§ REQUIRED WORK:
Would you give the records below again, exactly and completely?
▼▼▼
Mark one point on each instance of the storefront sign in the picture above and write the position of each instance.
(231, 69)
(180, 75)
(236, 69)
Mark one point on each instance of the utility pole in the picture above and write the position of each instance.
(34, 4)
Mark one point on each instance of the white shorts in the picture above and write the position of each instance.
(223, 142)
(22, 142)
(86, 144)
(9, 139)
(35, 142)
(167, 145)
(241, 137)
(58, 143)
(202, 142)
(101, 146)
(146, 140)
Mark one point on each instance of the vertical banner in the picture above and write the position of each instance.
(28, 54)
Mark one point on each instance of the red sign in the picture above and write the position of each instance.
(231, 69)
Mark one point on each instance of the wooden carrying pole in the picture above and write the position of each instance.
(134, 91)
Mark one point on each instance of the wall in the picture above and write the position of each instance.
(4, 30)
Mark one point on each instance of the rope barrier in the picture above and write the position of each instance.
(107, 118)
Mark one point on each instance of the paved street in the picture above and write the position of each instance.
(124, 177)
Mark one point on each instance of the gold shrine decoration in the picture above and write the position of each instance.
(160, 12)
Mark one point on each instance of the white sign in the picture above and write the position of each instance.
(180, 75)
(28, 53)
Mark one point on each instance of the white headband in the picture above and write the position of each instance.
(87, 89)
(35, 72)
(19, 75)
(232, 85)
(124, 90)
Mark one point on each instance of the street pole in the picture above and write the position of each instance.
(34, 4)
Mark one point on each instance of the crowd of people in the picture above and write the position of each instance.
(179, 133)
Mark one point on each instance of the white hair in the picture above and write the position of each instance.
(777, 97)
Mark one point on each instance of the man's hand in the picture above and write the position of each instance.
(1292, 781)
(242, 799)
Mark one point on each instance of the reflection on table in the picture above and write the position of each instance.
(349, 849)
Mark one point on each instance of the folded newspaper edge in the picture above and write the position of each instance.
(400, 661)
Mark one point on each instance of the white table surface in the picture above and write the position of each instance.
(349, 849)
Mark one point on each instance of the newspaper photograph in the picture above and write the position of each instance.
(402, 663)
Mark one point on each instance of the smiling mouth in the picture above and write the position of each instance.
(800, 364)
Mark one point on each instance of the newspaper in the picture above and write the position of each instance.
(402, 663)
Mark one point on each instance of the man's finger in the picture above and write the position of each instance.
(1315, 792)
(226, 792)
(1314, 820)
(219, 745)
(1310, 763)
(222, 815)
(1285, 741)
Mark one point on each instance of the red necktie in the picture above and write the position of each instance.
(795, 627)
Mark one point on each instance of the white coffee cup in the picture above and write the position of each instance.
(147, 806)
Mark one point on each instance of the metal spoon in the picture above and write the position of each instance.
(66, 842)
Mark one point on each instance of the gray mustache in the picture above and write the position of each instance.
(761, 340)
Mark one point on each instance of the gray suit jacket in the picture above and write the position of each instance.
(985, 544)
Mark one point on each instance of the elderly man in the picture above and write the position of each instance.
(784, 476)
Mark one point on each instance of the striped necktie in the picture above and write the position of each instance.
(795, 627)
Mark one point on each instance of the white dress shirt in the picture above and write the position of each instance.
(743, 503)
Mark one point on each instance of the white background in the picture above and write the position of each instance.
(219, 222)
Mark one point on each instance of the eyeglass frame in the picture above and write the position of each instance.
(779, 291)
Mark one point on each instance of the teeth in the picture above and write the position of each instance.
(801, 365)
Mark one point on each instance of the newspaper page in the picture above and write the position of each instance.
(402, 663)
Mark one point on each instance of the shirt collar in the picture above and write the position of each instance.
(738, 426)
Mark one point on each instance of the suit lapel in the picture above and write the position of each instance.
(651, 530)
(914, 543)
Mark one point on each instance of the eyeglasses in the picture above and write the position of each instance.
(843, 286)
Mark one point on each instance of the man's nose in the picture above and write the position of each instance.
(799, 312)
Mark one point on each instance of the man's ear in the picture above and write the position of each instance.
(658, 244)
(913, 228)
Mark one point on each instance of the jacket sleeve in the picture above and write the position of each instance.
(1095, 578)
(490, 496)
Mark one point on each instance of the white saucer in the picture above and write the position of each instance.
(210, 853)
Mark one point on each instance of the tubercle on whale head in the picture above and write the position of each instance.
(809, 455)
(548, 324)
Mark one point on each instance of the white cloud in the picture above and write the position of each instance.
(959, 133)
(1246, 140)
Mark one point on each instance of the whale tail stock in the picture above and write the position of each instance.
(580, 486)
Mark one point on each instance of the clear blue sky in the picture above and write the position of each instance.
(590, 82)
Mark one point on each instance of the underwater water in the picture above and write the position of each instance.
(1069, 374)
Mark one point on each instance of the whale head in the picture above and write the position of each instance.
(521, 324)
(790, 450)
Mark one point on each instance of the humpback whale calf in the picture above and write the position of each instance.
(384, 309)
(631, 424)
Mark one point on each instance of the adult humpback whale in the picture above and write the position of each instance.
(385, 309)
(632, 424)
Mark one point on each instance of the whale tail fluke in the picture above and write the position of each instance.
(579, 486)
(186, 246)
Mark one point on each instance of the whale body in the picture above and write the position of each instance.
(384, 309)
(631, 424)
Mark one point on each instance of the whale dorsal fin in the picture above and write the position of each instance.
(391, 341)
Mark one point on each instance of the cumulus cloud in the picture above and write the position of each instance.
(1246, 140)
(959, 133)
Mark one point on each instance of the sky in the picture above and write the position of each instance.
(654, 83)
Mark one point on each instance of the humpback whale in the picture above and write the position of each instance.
▲▲▲
§ SOLVED PROBLEM:
Mark one point on each instance of the storefront sign in the picture above and write the position of each instance.
(231, 69)
(180, 75)
(236, 69)
Mark one point on each instance of the utility pole in the picture above and write the position of each instance.
(34, 4)
Mark one point on each instance of the white shorts in the picture above and write the position of each instance.
(223, 142)
(22, 142)
(86, 144)
(9, 139)
(35, 142)
(167, 145)
(241, 137)
(58, 143)
(202, 142)
(101, 146)
(146, 140)
Mark one point on each instance of the vertical banner in the picture above and write the position of each instance.
(28, 54)
Mark one point on each instance of the red sign in the picture above and write the position of each instance.
(231, 69)
Mark one point on each instance of the wooden carrying pole in the picture above and write the position of each instance.
(134, 91)
Mark one point on each instance of the wall in the picture above and write the position of each instance.
(4, 30)
Mark one point on each instance of the rope barrier in the picture above and write the position of each instance.
(107, 118)
Mark one point on each instance of the paved street in the picture above and write the position of each instance.
(124, 177)
Mark one point on each instance of the gold shrine decoration in the picture above and write the position of each instance.
(160, 12)
Mark one point on each instance of the white sign in the picture above and write the position of each instance.
(180, 75)
(28, 53)
Mark one point on each instance of the white headband in the picture above and write the position of each instance.
(87, 89)
(35, 72)
(19, 75)
(232, 85)
(124, 90)
Mark one point on each instance of the street pole in the picture above and write the position of each instance.
(34, 4)
Mark one point on each instance of the crowd of people in the picture above and write the position of each instance.
(179, 133)
Mark one point on each instance of the white hair in the picture above and write the position of each instance.
(777, 97)
Mark one point on each instance of the man's hand in the picture above and write the position of each instance.
(1292, 781)
(242, 799)
Mark one point on each instance of the reflection on table in the picture above and write the position of each instance.
(349, 849)
Mark one point on each instance of the folded newspaper edge in the picture above and write the position of each instance.
(400, 661)
Mark one point on each instance of the white table surface in the picture above and write the position of each instance.
(349, 849)
Mark one point on each instance of the newspaper photograph in the picture above and write the position of each instance.
(402, 663)
Mark one point on each instance of the smiling mouth in the picture above and write the position of each instance.
(800, 364)
Mark one point on each instance of the newspaper in the picture above and write the position of each instance.
(402, 663)
Mark one point on each instance of the man's finger in the picture above and write the position of each instance.
(1315, 792)
(226, 792)
(1314, 820)
(219, 745)
(1310, 763)
(222, 815)
(1285, 741)
Mark one point on each instance of the red necktie in the picture above and write the position of each instance.
(795, 627)
Mark one point on each instance of the white coffee cup in the picture above and write the position of each instance.
(147, 806)
Mark one point on each instance of the metal spoon in the picture above and write the position of each instance.
(66, 842)
Mark one point on each instance of the gray mustache in the picture above and write the position of each instance.
(761, 340)
Mark one point on each instance of the gray suit jacket in the picture above and write the position of each instance.
(985, 544)
Mark one point on each instance of the elderly man in the picture above and write the position of each instance.
(784, 476)
Mark one point on each instance of the striped necktie in the picture above and write the position of each instance.
(795, 627)
Mark one point on each instance of the white dress shirt in the picture above and write the position of each instance.
(743, 503)
Mark one point on each instance of the white background in the picture above and write the position of each instance.
(219, 222)
Mark one point on each instance of the eyeglass frame in the picture above and write the position of each instance.
(779, 291)
Mark one point on each instance of the teeth in the picture above and write the position of each instance.
(801, 365)
Mark one point on each instance of the newspaper page in the picture above and write the position of each instance.
(402, 663)
Mark one point on each instance of the shirt collar in the picture above and write the position of each instance.
(738, 426)
Mark one point on each instance of the suit lapel in the picture above and write the position of each instance.
(651, 530)
(914, 543)
Mark one point on each instance of the eyeglasses in the picture above and write the position of each instance.
(843, 286)
Mark one point on each instance of the man's nose in the picture above and write the position of each instance.
(799, 312)
Mark one point on each instance of the man's ear in the picture above and write the position of each instance.
(658, 244)
(913, 228)
Mark one point on each instance of the jacket sleeve in the picture above and write the position of each instance.
(1095, 578)
(490, 496)
Mark one point on each instance of the white saucer in the picture above and write the position of each instance.
(210, 853)
Mark one point on each instance of the tubercle on whale head in the picture above and write the position of each instance.
(809, 455)
(548, 324)
Mark one point on each instance of the white cloud in the picture above and write the position of each instance.
(959, 133)
(1246, 140)
Mark one point on each instance of the whale tail stock in the picture above and write the position of each instance.
(580, 486)
Mark one point on each instance of the clear blue sky in the picture above and write the position of each instance.
(590, 82)
Mark one point on each instance of the underwater water in the picture above and write the position of each instance.
(1069, 374)
Mark one point on each instance of the whale head in the picture above and write the position of each instance.
(521, 324)
(790, 450)
Mark one point on each instance of the humpback whale calf in the picture above and write the position of each instance.
(384, 309)
(631, 424)
Mark one point on each instance of the adult humpback whale in the picture above and write the position of each instance.
(385, 309)
(632, 424)
Mark one point on each instance of the whale tail fluke in the picture above and write the position of each instance.
(579, 486)
(186, 246)
Mark one point on each instance of the whale body in the picture above and write the position of each instance.
(384, 309)
(631, 424)
Mark one point on each instance of the whale dorsal fin in the picture above and write the position of each instance.
(391, 341)
Mark one point on each instance of the cumulus cloud in the picture above and write the position of each instance.
(1246, 140)
(959, 133)
Mark one point on each instance of the sky in the picture above and write the position of each instance.
(654, 83)
Mark one point on each instance of the humpback whale in the picture above and write the position of each instance.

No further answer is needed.